**Stated task:** Collect every line in the listing below that contains the word "dark", and copy each line as it appears.

□ □ □ □ □ □ □

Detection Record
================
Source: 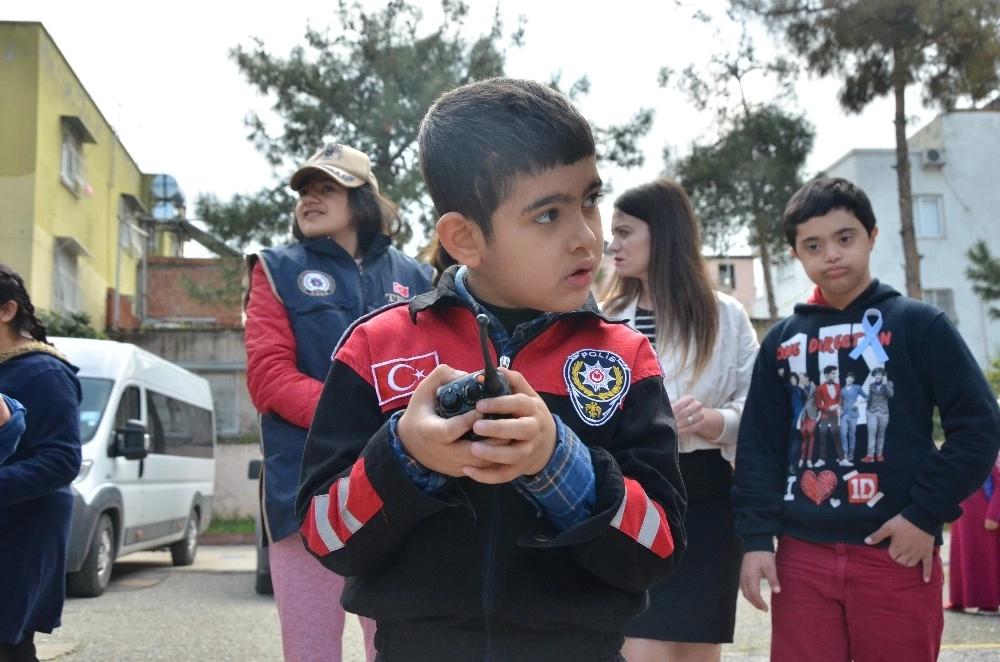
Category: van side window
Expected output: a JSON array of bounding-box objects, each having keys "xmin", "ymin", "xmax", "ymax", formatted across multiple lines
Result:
[
  {"xmin": 115, "ymin": 386, "xmax": 142, "ymax": 430},
  {"xmin": 146, "ymin": 390, "xmax": 215, "ymax": 457}
]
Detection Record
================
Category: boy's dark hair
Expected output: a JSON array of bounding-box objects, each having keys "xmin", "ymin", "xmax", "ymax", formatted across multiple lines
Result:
[
  {"xmin": 781, "ymin": 177, "xmax": 875, "ymax": 248},
  {"xmin": 0, "ymin": 264, "xmax": 49, "ymax": 343},
  {"xmin": 292, "ymin": 178, "xmax": 400, "ymax": 255},
  {"xmin": 417, "ymin": 78, "xmax": 596, "ymax": 240}
]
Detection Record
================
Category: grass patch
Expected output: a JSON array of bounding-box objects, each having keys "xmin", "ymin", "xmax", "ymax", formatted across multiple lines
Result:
[{"xmin": 205, "ymin": 517, "xmax": 254, "ymax": 534}]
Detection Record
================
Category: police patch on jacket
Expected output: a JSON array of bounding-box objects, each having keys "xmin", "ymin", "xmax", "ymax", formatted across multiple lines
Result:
[
  {"xmin": 298, "ymin": 269, "xmax": 337, "ymax": 297},
  {"xmin": 563, "ymin": 349, "xmax": 631, "ymax": 426}
]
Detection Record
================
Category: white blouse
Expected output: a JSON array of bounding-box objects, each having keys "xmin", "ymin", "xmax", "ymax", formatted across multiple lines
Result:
[{"xmin": 619, "ymin": 292, "xmax": 760, "ymax": 462}]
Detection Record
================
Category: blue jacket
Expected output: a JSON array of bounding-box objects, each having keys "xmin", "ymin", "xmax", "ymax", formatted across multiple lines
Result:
[
  {"xmin": 248, "ymin": 235, "xmax": 431, "ymax": 540},
  {"xmin": 0, "ymin": 343, "xmax": 80, "ymax": 643}
]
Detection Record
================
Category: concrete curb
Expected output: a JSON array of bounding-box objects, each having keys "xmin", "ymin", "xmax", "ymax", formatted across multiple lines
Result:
[{"xmin": 198, "ymin": 533, "xmax": 257, "ymax": 545}]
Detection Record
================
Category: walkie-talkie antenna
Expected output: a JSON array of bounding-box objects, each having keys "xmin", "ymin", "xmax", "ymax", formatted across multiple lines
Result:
[{"xmin": 476, "ymin": 313, "xmax": 503, "ymax": 397}]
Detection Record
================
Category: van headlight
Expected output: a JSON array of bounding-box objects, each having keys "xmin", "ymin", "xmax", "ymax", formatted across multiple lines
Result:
[{"xmin": 73, "ymin": 460, "xmax": 94, "ymax": 485}]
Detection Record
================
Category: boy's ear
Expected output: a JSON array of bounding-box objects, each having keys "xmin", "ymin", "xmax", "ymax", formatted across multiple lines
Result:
[
  {"xmin": 437, "ymin": 211, "xmax": 486, "ymax": 267},
  {"xmin": 0, "ymin": 299, "xmax": 17, "ymax": 324}
]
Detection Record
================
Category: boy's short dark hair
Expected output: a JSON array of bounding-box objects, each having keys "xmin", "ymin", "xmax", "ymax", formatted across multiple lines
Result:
[
  {"xmin": 781, "ymin": 177, "xmax": 875, "ymax": 248},
  {"xmin": 417, "ymin": 78, "xmax": 596, "ymax": 240}
]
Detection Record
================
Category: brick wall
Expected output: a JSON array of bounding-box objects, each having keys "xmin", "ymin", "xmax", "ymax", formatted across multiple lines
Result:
[{"xmin": 145, "ymin": 257, "xmax": 244, "ymax": 328}]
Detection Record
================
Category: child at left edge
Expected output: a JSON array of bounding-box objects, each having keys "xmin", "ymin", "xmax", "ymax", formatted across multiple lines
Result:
[{"xmin": 297, "ymin": 79, "xmax": 685, "ymax": 662}]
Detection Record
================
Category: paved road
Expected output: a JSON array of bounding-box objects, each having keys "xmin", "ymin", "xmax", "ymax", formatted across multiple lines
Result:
[{"xmin": 37, "ymin": 545, "xmax": 1000, "ymax": 662}]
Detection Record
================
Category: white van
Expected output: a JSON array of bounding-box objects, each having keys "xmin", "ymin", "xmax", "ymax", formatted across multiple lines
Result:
[{"xmin": 49, "ymin": 338, "xmax": 215, "ymax": 597}]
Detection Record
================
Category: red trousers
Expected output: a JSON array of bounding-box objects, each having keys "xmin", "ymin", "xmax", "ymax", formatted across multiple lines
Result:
[{"xmin": 771, "ymin": 536, "xmax": 944, "ymax": 662}]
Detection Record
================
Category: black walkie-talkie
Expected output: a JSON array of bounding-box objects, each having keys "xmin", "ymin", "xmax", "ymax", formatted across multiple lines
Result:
[{"xmin": 437, "ymin": 313, "xmax": 510, "ymax": 439}]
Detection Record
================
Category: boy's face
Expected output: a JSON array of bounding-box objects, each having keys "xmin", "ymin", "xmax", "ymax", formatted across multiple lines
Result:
[
  {"xmin": 468, "ymin": 156, "xmax": 604, "ymax": 312},
  {"xmin": 792, "ymin": 209, "xmax": 878, "ymax": 309}
]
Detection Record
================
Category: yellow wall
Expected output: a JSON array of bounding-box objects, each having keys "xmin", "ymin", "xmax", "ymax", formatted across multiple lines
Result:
[{"xmin": 0, "ymin": 22, "xmax": 148, "ymax": 330}]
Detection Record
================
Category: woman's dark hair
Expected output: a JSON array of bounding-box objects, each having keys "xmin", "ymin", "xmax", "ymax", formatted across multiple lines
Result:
[
  {"xmin": 605, "ymin": 177, "xmax": 719, "ymax": 379},
  {"xmin": 0, "ymin": 264, "xmax": 49, "ymax": 343},
  {"xmin": 292, "ymin": 178, "xmax": 401, "ymax": 255}
]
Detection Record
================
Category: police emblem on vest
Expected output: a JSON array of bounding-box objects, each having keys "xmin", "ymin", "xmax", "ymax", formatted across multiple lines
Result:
[
  {"xmin": 563, "ymin": 349, "xmax": 631, "ymax": 426},
  {"xmin": 299, "ymin": 270, "xmax": 337, "ymax": 297}
]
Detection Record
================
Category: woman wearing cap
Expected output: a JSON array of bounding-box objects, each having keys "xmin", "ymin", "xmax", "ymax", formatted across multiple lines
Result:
[{"xmin": 244, "ymin": 143, "xmax": 431, "ymax": 662}]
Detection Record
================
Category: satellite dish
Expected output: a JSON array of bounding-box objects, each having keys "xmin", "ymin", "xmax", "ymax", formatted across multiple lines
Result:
[
  {"xmin": 150, "ymin": 175, "xmax": 184, "ymax": 205},
  {"xmin": 153, "ymin": 200, "xmax": 180, "ymax": 221}
]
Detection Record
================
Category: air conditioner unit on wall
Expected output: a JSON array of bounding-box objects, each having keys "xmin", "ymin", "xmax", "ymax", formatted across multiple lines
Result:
[{"xmin": 920, "ymin": 147, "xmax": 947, "ymax": 168}]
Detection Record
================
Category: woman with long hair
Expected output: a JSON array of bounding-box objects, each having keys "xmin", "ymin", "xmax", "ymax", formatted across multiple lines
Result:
[
  {"xmin": 604, "ymin": 178, "xmax": 758, "ymax": 662},
  {"xmin": 0, "ymin": 265, "xmax": 80, "ymax": 662}
]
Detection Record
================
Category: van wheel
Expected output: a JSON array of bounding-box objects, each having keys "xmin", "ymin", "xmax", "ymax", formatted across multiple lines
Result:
[
  {"xmin": 66, "ymin": 514, "xmax": 115, "ymax": 598},
  {"xmin": 170, "ymin": 508, "xmax": 201, "ymax": 565}
]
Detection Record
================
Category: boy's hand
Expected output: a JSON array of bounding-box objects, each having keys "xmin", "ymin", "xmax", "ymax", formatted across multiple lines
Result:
[
  {"xmin": 865, "ymin": 515, "xmax": 934, "ymax": 583},
  {"xmin": 465, "ymin": 368, "xmax": 556, "ymax": 484},
  {"xmin": 396, "ymin": 364, "xmax": 490, "ymax": 477},
  {"xmin": 740, "ymin": 552, "xmax": 781, "ymax": 612}
]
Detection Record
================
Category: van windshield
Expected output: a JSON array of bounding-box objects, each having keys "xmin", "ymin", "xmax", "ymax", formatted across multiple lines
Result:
[{"xmin": 80, "ymin": 377, "xmax": 114, "ymax": 443}]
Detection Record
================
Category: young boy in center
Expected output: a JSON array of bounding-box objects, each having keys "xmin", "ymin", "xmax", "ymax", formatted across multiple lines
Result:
[
  {"xmin": 297, "ymin": 78, "xmax": 685, "ymax": 662},
  {"xmin": 733, "ymin": 178, "xmax": 1000, "ymax": 662}
]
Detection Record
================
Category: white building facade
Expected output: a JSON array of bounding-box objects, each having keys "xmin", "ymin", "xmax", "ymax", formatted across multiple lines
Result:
[{"xmin": 753, "ymin": 110, "xmax": 1000, "ymax": 369}]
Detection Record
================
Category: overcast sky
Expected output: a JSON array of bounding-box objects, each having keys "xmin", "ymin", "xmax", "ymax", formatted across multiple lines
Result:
[{"xmin": 9, "ymin": 0, "xmax": 934, "ymax": 244}]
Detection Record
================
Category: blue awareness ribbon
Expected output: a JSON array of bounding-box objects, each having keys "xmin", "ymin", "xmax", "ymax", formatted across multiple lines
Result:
[{"xmin": 849, "ymin": 308, "xmax": 889, "ymax": 363}]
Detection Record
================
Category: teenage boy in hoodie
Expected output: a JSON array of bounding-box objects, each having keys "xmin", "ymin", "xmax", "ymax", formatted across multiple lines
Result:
[{"xmin": 733, "ymin": 178, "xmax": 1000, "ymax": 662}]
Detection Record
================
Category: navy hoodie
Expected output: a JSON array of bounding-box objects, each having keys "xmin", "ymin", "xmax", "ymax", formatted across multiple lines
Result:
[{"xmin": 733, "ymin": 280, "xmax": 1000, "ymax": 552}]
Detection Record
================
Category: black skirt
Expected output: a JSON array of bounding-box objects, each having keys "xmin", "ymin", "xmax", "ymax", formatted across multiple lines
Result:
[{"xmin": 625, "ymin": 450, "xmax": 743, "ymax": 644}]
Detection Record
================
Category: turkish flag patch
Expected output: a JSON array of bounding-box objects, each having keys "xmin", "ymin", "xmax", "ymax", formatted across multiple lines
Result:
[{"xmin": 372, "ymin": 352, "xmax": 438, "ymax": 407}]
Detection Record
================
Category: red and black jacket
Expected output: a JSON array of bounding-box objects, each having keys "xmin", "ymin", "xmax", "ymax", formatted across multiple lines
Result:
[{"xmin": 296, "ymin": 270, "xmax": 685, "ymax": 662}]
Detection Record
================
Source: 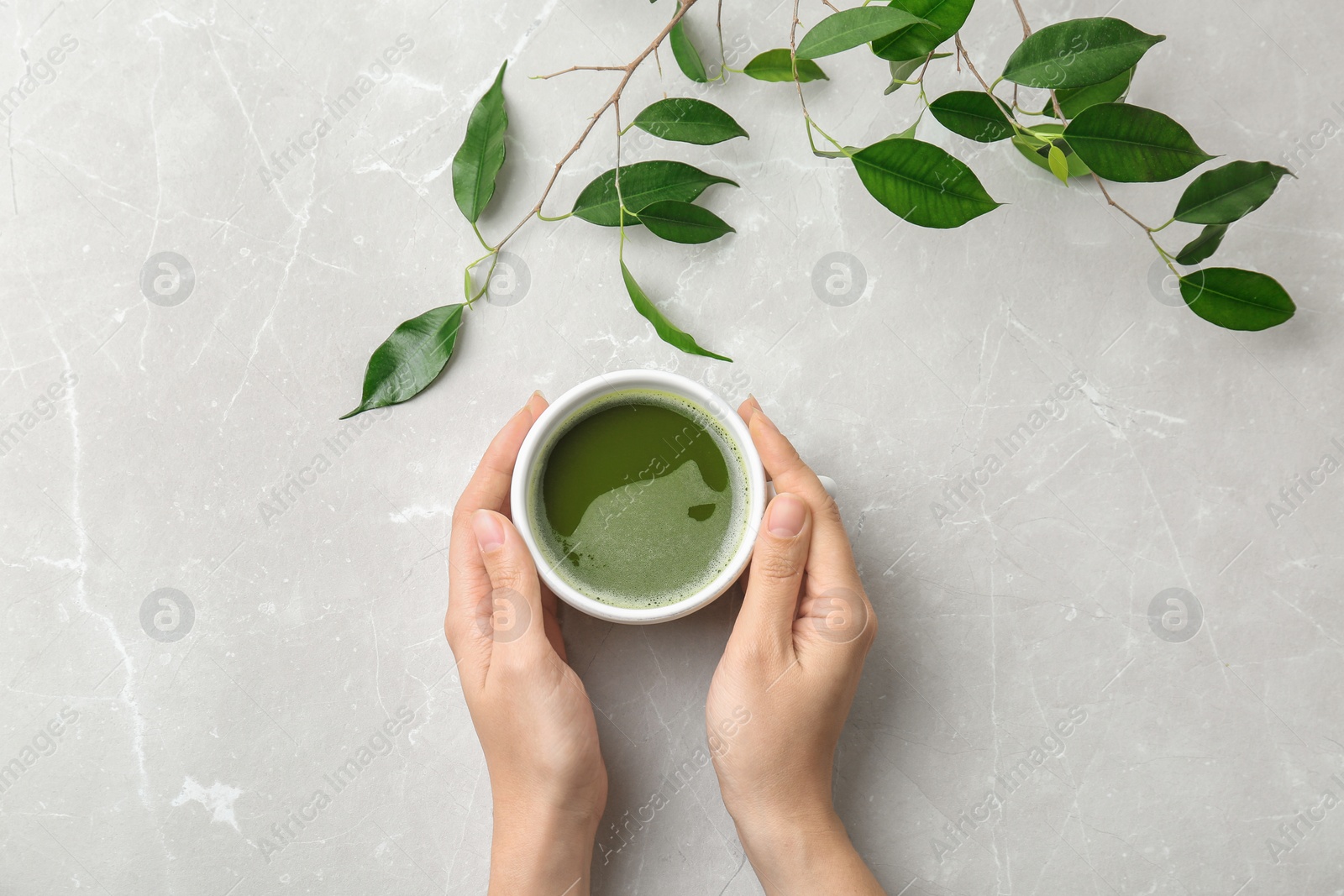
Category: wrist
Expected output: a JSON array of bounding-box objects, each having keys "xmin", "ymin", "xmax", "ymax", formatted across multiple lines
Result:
[
  {"xmin": 489, "ymin": 804, "xmax": 601, "ymax": 896},
  {"xmin": 734, "ymin": 806, "xmax": 880, "ymax": 896}
]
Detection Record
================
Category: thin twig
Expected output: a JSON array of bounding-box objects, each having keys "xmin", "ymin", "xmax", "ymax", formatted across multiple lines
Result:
[
  {"xmin": 954, "ymin": 31, "xmax": 995, "ymax": 97},
  {"xmin": 1012, "ymin": 0, "xmax": 1031, "ymax": 40},
  {"xmin": 533, "ymin": 65, "xmax": 625, "ymax": 81},
  {"xmin": 1093, "ymin": 172, "xmax": 1153, "ymax": 233},
  {"xmin": 495, "ymin": 0, "xmax": 696, "ymax": 251},
  {"xmin": 1011, "ymin": 0, "xmax": 1176, "ymax": 274}
]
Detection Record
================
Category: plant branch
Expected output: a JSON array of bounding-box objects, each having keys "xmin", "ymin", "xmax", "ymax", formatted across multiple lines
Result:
[
  {"xmin": 1012, "ymin": 0, "xmax": 1031, "ymax": 40},
  {"xmin": 495, "ymin": 0, "xmax": 696, "ymax": 250},
  {"xmin": 789, "ymin": 0, "xmax": 849, "ymax": 156},
  {"xmin": 953, "ymin": 31, "xmax": 995, "ymax": 97},
  {"xmin": 533, "ymin": 65, "xmax": 625, "ymax": 81}
]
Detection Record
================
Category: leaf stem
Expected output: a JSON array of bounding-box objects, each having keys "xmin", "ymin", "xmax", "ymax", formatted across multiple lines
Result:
[
  {"xmin": 495, "ymin": 0, "xmax": 696, "ymax": 250},
  {"xmin": 528, "ymin": 65, "xmax": 625, "ymax": 81},
  {"xmin": 470, "ymin": 220, "xmax": 496, "ymax": 252},
  {"xmin": 789, "ymin": 0, "xmax": 843, "ymax": 156},
  {"xmin": 1012, "ymin": 0, "xmax": 1031, "ymax": 40}
]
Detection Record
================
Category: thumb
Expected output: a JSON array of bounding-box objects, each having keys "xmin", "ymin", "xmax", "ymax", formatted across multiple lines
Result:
[
  {"xmin": 472, "ymin": 511, "xmax": 546, "ymax": 647},
  {"xmin": 732, "ymin": 491, "xmax": 811, "ymax": 656}
]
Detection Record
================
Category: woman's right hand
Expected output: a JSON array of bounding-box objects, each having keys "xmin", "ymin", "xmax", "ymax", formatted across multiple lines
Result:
[{"xmin": 706, "ymin": 398, "xmax": 882, "ymax": 896}]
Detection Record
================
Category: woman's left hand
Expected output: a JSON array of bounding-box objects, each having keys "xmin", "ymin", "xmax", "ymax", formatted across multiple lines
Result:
[{"xmin": 444, "ymin": 392, "xmax": 606, "ymax": 896}]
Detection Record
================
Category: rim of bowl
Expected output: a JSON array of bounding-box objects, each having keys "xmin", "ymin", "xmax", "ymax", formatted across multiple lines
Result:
[{"xmin": 509, "ymin": 369, "xmax": 766, "ymax": 625}]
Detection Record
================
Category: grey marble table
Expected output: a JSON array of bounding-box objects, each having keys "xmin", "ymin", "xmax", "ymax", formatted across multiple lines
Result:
[{"xmin": 0, "ymin": 0, "xmax": 1344, "ymax": 896}]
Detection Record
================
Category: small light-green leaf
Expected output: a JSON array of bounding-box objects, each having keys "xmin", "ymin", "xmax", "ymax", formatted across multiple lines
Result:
[
  {"xmin": 882, "ymin": 52, "xmax": 952, "ymax": 97},
  {"xmin": 638, "ymin": 199, "xmax": 735, "ymax": 244},
  {"xmin": 630, "ymin": 97, "xmax": 748, "ymax": 146},
  {"xmin": 1044, "ymin": 69, "xmax": 1134, "ymax": 118},
  {"xmin": 1180, "ymin": 267, "xmax": 1297, "ymax": 331},
  {"xmin": 621, "ymin": 259, "xmax": 732, "ymax": 363},
  {"xmin": 1176, "ymin": 224, "xmax": 1227, "ymax": 267},
  {"xmin": 1064, "ymin": 102, "xmax": 1214, "ymax": 184},
  {"xmin": 668, "ymin": 18, "xmax": 710, "ymax": 85},
  {"xmin": 742, "ymin": 50, "xmax": 831, "ymax": 83},
  {"xmin": 1174, "ymin": 161, "xmax": 1293, "ymax": 224},
  {"xmin": 1046, "ymin": 143, "xmax": 1068, "ymax": 186},
  {"xmin": 340, "ymin": 304, "xmax": 466, "ymax": 421},
  {"xmin": 795, "ymin": 7, "xmax": 929, "ymax": 59},
  {"xmin": 853, "ymin": 137, "xmax": 999, "ymax": 228},
  {"xmin": 1003, "ymin": 18, "xmax": 1167, "ymax": 90},
  {"xmin": 929, "ymin": 90, "xmax": 1013, "ymax": 144},
  {"xmin": 872, "ymin": 0, "xmax": 976, "ymax": 62},
  {"xmin": 571, "ymin": 160, "xmax": 737, "ymax": 227},
  {"xmin": 453, "ymin": 62, "xmax": 508, "ymax": 224},
  {"xmin": 1012, "ymin": 123, "xmax": 1091, "ymax": 177}
]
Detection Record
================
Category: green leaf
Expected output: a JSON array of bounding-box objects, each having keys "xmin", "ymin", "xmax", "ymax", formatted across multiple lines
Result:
[
  {"xmin": 1012, "ymin": 123, "xmax": 1091, "ymax": 177},
  {"xmin": 882, "ymin": 52, "xmax": 952, "ymax": 97},
  {"xmin": 811, "ymin": 127, "xmax": 919, "ymax": 159},
  {"xmin": 742, "ymin": 50, "xmax": 831, "ymax": 83},
  {"xmin": 571, "ymin": 160, "xmax": 737, "ymax": 227},
  {"xmin": 1064, "ymin": 102, "xmax": 1214, "ymax": 184},
  {"xmin": 621, "ymin": 259, "xmax": 732, "ymax": 363},
  {"xmin": 1046, "ymin": 143, "xmax": 1068, "ymax": 186},
  {"xmin": 1042, "ymin": 69, "xmax": 1134, "ymax": 118},
  {"xmin": 795, "ymin": 7, "xmax": 927, "ymax": 59},
  {"xmin": 453, "ymin": 60, "xmax": 508, "ymax": 224},
  {"xmin": 872, "ymin": 0, "xmax": 976, "ymax": 62},
  {"xmin": 1003, "ymin": 18, "xmax": 1167, "ymax": 90},
  {"xmin": 640, "ymin": 199, "xmax": 737, "ymax": 244},
  {"xmin": 929, "ymin": 90, "xmax": 1013, "ymax": 144},
  {"xmin": 887, "ymin": 118, "xmax": 919, "ymax": 139},
  {"xmin": 853, "ymin": 139, "xmax": 999, "ymax": 228},
  {"xmin": 668, "ymin": 18, "xmax": 710, "ymax": 85},
  {"xmin": 1180, "ymin": 267, "xmax": 1297, "ymax": 331},
  {"xmin": 1176, "ymin": 224, "xmax": 1227, "ymax": 267},
  {"xmin": 340, "ymin": 304, "xmax": 466, "ymax": 421},
  {"xmin": 630, "ymin": 97, "xmax": 748, "ymax": 146},
  {"xmin": 1174, "ymin": 161, "xmax": 1293, "ymax": 224}
]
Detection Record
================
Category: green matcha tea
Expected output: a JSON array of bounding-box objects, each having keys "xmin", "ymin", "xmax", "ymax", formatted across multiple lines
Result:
[{"xmin": 528, "ymin": 390, "xmax": 746, "ymax": 607}]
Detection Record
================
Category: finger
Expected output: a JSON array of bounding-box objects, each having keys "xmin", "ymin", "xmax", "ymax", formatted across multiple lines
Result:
[
  {"xmin": 793, "ymin": 584, "xmax": 878, "ymax": 656},
  {"xmin": 444, "ymin": 392, "xmax": 546, "ymax": 639},
  {"xmin": 457, "ymin": 392, "xmax": 547, "ymax": 513},
  {"xmin": 542, "ymin": 584, "xmax": 570, "ymax": 663},
  {"xmin": 732, "ymin": 491, "xmax": 811, "ymax": 657},
  {"xmin": 748, "ymin": 410, "xmax": 863, "ymax": 591},
  {"xmin": 472, "ymin": 511, "xmax": 549, "ymax": 652}
]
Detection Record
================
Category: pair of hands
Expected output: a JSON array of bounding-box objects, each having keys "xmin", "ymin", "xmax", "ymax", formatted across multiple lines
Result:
[{"xmin": 444, "ymin": 392, "xmax": 882, "ymax": 896}]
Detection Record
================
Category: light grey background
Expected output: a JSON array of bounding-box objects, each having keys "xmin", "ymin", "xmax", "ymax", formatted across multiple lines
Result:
[{"xmin": 0, "ymin": 0, "xmax": 1344, "ymax": 896}]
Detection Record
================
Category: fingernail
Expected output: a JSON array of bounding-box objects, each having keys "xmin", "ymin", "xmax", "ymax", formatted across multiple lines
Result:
[
  {"xmin": 472, "ymin": 511, "xmax": 504, "ymax": 553},
  {"xmin": 766, "ymin": 491, "xmax": 808, "ymax": 538}
]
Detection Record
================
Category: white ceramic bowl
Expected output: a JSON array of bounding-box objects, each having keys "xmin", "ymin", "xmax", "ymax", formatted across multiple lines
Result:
[{"xmin": 512, "ymin": 371, "xmax": 770, "ymax": 625}]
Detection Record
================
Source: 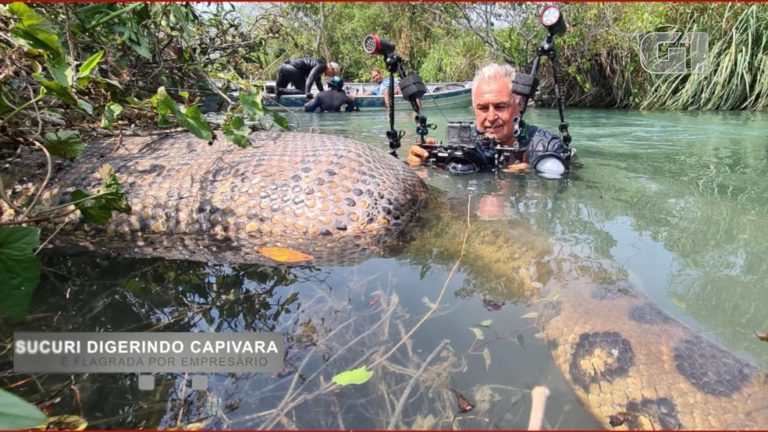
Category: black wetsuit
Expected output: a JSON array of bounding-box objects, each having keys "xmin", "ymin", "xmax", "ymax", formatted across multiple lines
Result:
[
  {"xmin": 304, "ymin": 89, "xmax": 360, "ymax": 112},
  {"xmin": 275, "ymin": 57, "xmax": 326, "ymax": 94}
]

□ □ □ □ □ □ □

**Solution to the exercise:**
Category: boy's dark hair
Category: boy's short dark hair
Category: woman's dark hair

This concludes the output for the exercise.